= Provided text =
** Start **

100 Years Ago Today - April 2023

Look at these statements from headline articles in the La Porte Argus in April 1923. Terminology, capitalization, and what makes headline news can be different. Yet accidents, business, crime, and war still make headlines. Want to read the whole article? It’s on microfilm in the Indiana Room at the Main Library. Staff will be glad to help you access it. 

 

April 2 

When wealthy Helene Ziegler, 26, learned that her suitor Frederick W. Burnham, 42 and immensely rich, was married, she went to his office, shot him to death, and killed herself. 

  

April 3 

The Ku Klux Klan organizes political machinery to work at the East St. Louis, Ill. mayoral election polls. Its captains endorse M. M. Stephens who denies knowledge of the endorsement. 

  

April 4 

Examinations for all La Porte county rural students now in the eighth grade who are eligible for promotion into high school will be held on Friday. City students are not affected. 

  

April 5 

Concrete evidence that the Ku Klux Klan has found a footing in La Porte develops with the burning of a fiery cross from the top of an oak tree on Truesdell last night. 

  

April 6 

Sally Gold, age 108, clerks in her son’s candy and notion store in Brooklyn, N. Y. She is spry and able to read without glasses. 

  

April 7 

The rector of St. Paul’s Episcopal church is voted a substantial salary increase made possible by an increase in the amount of parishioners’ pledges and $100 from the Woman’s Guild. 

  

April 9 

The central figure in the “lipstick” case in Arkansas loses her legal fight for the right to use face powder and other cosmetics in a high school. 

  

April 10 

Pretty 18-year-old Mathilde McCormick, who came of age on Saturday and is the granddaughter of John D. Rockefeller, returns to Switzerland to marry her middle-aged suitor Major Max Oser. 

  

April 11 

“Divine Sarah” Bernhardt lives just a few days after her last picture was made. 

  

April 12 

Surveys reveal that 520 of 691 college women practiced birth control and that at least 375 admitted they had spooned, kissed and caressed men before marriage.

** End **

= Directive =
Reproduce word for word the stretch of the La Porte Argus headlines text from "The Ku Klux Klan organizes" through "Truesdell last night.".

= Provided records =
** Start **

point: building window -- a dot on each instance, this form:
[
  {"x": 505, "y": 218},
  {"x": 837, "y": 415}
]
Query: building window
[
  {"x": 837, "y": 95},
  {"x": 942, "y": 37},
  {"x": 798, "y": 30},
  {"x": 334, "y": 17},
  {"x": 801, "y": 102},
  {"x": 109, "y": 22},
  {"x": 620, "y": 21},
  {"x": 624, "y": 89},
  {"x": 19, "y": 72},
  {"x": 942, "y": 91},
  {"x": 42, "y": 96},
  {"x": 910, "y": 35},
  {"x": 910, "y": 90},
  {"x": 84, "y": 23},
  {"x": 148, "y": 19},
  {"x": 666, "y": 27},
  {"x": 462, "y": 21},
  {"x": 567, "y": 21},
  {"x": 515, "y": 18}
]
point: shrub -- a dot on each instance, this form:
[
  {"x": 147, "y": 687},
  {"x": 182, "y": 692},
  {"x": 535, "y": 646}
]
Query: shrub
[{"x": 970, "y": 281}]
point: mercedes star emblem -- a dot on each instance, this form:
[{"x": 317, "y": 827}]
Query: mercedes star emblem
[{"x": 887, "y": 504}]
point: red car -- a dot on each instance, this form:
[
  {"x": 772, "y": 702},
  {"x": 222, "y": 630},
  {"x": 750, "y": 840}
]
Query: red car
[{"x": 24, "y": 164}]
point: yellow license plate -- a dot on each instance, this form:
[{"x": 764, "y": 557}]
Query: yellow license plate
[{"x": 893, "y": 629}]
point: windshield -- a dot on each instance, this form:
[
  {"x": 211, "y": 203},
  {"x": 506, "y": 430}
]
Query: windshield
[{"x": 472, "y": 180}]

** End **

= Exercise result =
The Ku Klux Klan organizes political machinery to work at the East St. Louis, Ill. mayoral election polls. Its captains endorse M. M. Stephens who denies knowledge of the endorsement. 

  

April 4 

Examinations for all La Porte county rural students now in the eighth grade who are eligible for promotion into high school will be held on Friday. City students are not affected. 

  

April 5 

Concrete evidence that the Ku Klux Klan has found a footing in La Porte develops with the burning of a fiery cross from the top of an oak tree on Truesdell last night.